Natural-language object grounding data
┄┄┄┄┄┄

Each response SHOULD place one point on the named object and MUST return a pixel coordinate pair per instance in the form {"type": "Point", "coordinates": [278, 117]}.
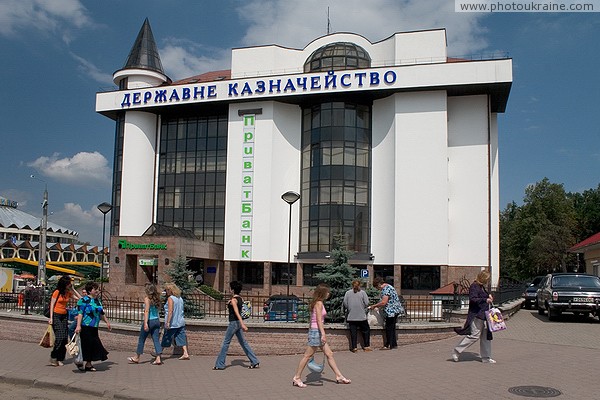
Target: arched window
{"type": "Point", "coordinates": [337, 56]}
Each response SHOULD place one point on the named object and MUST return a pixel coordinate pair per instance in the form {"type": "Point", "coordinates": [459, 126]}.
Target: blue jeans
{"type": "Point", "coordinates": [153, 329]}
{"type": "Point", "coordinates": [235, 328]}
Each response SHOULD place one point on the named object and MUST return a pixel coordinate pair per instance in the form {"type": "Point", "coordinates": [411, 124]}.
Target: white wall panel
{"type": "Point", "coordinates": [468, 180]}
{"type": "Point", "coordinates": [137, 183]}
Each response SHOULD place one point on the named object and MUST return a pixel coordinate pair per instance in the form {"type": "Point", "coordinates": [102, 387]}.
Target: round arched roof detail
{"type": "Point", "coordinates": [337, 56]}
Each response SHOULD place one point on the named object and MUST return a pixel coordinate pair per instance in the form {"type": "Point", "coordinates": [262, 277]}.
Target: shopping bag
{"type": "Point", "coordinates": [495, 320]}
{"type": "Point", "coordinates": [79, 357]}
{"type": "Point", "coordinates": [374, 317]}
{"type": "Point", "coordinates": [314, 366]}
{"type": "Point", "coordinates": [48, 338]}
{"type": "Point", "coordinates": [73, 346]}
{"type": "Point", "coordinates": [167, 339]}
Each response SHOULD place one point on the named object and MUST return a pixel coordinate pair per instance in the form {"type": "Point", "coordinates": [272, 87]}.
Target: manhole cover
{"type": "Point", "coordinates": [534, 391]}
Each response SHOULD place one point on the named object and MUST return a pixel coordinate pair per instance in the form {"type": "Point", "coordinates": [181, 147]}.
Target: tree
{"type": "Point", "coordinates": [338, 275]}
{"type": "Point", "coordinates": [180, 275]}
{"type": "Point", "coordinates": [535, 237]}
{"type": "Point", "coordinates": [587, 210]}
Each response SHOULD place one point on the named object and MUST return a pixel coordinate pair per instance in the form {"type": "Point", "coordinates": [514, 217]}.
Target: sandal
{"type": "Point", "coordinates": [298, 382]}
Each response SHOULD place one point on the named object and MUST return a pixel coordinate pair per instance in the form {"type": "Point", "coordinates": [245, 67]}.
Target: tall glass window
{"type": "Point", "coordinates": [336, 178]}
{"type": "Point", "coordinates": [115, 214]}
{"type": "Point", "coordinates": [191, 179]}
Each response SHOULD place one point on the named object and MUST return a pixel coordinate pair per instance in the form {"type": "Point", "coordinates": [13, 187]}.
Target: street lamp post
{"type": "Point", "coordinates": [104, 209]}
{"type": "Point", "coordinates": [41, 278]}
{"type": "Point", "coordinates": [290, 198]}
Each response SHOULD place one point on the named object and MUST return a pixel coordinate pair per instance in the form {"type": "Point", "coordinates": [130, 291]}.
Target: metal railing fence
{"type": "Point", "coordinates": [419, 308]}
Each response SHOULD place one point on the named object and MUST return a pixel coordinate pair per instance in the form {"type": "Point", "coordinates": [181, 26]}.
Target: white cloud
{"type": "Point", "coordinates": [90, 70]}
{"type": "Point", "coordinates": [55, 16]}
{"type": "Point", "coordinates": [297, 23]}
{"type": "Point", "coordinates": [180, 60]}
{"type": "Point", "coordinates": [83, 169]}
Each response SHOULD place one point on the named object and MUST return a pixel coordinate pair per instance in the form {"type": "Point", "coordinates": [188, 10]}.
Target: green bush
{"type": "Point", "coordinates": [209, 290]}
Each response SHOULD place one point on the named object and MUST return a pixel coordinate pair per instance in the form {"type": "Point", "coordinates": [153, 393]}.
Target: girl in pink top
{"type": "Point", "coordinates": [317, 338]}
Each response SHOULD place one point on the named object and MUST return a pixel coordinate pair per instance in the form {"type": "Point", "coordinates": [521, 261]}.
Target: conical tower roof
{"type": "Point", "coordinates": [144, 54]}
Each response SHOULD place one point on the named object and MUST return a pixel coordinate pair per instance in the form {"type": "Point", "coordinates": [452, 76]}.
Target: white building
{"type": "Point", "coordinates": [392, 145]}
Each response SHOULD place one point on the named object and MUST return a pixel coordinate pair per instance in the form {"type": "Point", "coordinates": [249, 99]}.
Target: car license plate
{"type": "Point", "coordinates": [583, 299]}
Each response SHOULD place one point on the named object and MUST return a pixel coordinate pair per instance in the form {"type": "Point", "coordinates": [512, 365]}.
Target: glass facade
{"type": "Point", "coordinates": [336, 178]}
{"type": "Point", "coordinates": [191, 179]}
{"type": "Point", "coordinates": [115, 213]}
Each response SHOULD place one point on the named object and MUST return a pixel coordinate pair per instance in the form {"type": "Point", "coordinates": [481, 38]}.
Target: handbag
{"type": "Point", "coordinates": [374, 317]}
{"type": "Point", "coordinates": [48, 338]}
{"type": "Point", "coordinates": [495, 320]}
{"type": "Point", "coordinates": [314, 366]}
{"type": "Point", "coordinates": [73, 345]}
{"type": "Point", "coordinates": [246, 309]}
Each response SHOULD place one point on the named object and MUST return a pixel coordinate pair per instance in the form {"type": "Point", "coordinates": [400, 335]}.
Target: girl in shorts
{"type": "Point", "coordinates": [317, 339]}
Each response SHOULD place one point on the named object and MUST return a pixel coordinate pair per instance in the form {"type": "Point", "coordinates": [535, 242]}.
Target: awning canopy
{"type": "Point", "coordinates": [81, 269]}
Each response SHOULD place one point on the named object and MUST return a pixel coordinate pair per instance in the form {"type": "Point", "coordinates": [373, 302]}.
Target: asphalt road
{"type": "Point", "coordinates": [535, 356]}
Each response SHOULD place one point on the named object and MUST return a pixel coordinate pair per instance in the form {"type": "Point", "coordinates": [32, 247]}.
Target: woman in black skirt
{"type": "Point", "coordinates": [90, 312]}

┄┄┄┄┄┄

*Your objective*.
Write all the lines above out again exactly, minus the images.

*Solution to this exercise*.
Each response SHOULD place one point on the named object and MUST return a pixel coordinate pair per instance in the form {"type": "Point", "coordinates": [278, 117]}.
Target: arched window
{"type": "Point", "coordinates": [337, 56]}
Each response SHOULD place one point on the named object and MUST return a pixel coordinate pair per instance in the form {"type": "Point", "coordinates": [459, 126]}.
Target: blue jeans
{"type": "Point", "coordinates": [153, 329]}
{"type": "Point", "coordinates": [235, 328]}
Each response SHOULD place one point on the named object and MUST return a pixel coordinate pair per instance in the form {"type": "Point", "coordinates": [411, 124]}.
Target: white wall panel
{"type": "Point", "coordinates": [468, 180]}
{"type": "Point", "coordinates": [137, 183]}
Each response SHOULD place one point on the named object and MUST return a pixel coordinate pair per instance in the form {"type": "Point", "coordinates": [102, 387]}.
Target: round arched roof detail
{"type": "Point", "coordinates": [337, 56]}
Each response SHOULD place one point on the named object and MUST return a pixel coordinate pair per instance in the form {"type": "Point", "coordinates": [262, 277]}.
Target: shopping bag
{"type": "Point", "coordinates": [495, 320]}
{"type": "Point", "coordinates": [79, 357]}
{"type": "Point", "coordinates": [374, 317]}
{"type": "Point", "coordinates": [314, 366]}
{"type": "Point", "coordinates": [48, 338]}
{"type": "Point", "coordinates": [73, 346]}
{"type": "Point", "coordinates": [167, 339]}
Each response SHOULD place one point on the named object and MUST return a pixel coordinate pair per instance in the form {"type": "Point", "coordinates": [272, 87]}.
Target: manhole cover
{"type": "Point", "coordinates": [534, 391]}
Each response SHOULD place one point on the named object and MUST return a pixel coordinate pair per instance in the form {"type": "Point", "coordinates": [181, 147]}.
Target: tree
{"type": "Point", "coordinates": [338, 275]}
{"type": "Point", "coordinates": [180, 275]}
{"type": "Point", "coordinates": [535, 237]}
{"type": "Point", "coordinates": [587, 210]}
Each response SHOULD place one point on the named object and MUST return a pixel coordinate pair per instance in the form {"type": "Point", "coordinates": [514, 217]}.
Target: sandal
{"type": "Point", "coordinates": [298, 382]}
Each response SHOULD place one point on the named object and MUST return a pixel coordinate pair per instance in the form {"type": "Point", "coordinates": [245, 67]}.
Target: tall glass window
{"type": "Point", "coordinates": [336, 178]}
{"type": "Point", "coordinates": [115, 214]}
{"type": "Point", "coordinates": [191, 179]}
Each response SHOULD place one point on the named object and MUST return a pixel coordinate pair per instance in the form {"type": "Point", "coordinates": [13, 187]}.
Target: street lamp post
{"type": "Point", "coordinates": [104, 209]}
{"type": "Point", "coordinates": [41, 278]}
{"type": "Point", "coordinates": [290, 198]}
Each response SHOULD place one point on the named object and MUST return a pixel coordinate pair per instance in the form {"type": "Point", "coordinates": [130, 291]}.
Target: metal railing fence
{"type": "Point", "coordinates": [419, 308]}
Each response SHOULD place one point on the named object and MUST return a pixel coordinate pair per instance in the form {"type": "Point", "coordinates": [181, 26]}.
Target: white cloud
{"type": "Point", "coordinates": [90, 70]}
{"type": "Point", "coordinates": [55, 16]}
{"type": "Point", "coordinates": [297, 23]}
{"type": "Point", "coordinates": [180, 60]}
{"type": "Point", "coordinates": [83, 169]}
Each response SHOULD place one point on the named object and MUST return a pixel coordinate pair per instance in the form {"type": "Point", "coordinates": [188, 10]}.
Target: green bush
{"type": "Point", "coordinates": [209, 290]}
Each response SHOULD place one point on the named object and MUST return a pixel coordinate pair per instance in the form {"type": "Point", "coordinates": [153, 393]}.
Target: girl in pink top
{"type": "Point", "coordinates": [317, 338]}
Each response SHOULD place one point on the named object and MUST return a pixel coordinate pair per instance in the form {"type": "Point", "coordinates": [521, 261]}.
Target: conical tower roof
{"type": "Point", "coordinates": [144, 54]}
Each response SHOULD place one point on the named object and MUST return a pixel coordinate pair per instance in the form {"type": "Point", "coordinates": [452, 76]}.
Target: white building
{"type": "Point", "coordinates": [392, 145]}
Each response SHOULD place one point on the named object and MUST return a pixel coordinate pair per instance in the form {"type": "Point", "coordinates": [249, 99]}.
Target: car license plate
{"type": "Point", "coordinates": [583, 299]}
Each response SHOULD place one point on the named object and MUST return a pixel coordinate pair per instance in the form {"type": "Point", "coordinates": [512, 365]}.
Target: glass facade
{"type": "Point", "coordinates": [336, 178]}
{"type": "Point", "coordinates": [191, 179]}
{"type": "Point", "coordinates": [115, 213]}
Each response SHOULD place one point on the named object and MUST return a pixel coordinate pair per instance in the form {"type": "Point", "coordinates": [481, 38]}.
Target: handbag
{"type": "Point", "coordinates": [374, 317]}
{"type": "Point", "coordinates": [48, 338]}
{"type": "Point", "coordinates": [495, 320]}
{"type": "Point", "coordinates": [314, 366]}
{"type": "Point", "coordinates": [73, 345]}
{"type": "Point", "coordinates": [246, 309]}
Each response SHOULD place one point on the named object and MUST return a pixel coordinate pair per instance in the form {"type": "Point", "coordinates": [400, 335]}.
Target: girl in shorts
{"type": "Point", "coordinates": [317, 339]}
Each response SHOULD place one point on the named object and MUST return a pixel coordinate pair per instance in the form {"type": "Point", "coordinates": [535, 242]}.
Target: awning canopy
{"type": "Point", "coordinates": [81, 269]}
Each response SHOULD place one point on the named object and MUST return a pixel coordinate pair per instance in the form {"type": "Point", "coordinates": [373, 302]}.
Target: asphalt road
{"type": "Point", "coordinates": [535, 356]}
Each response SHOULD place one point on the named object and MUST return a pixel coordinate pair per instance in the form {"type": "Point", "coordinates": [32, 247]}.
Target: woman in black skirt
{"type": "Point", "coordinates": [90, 312]}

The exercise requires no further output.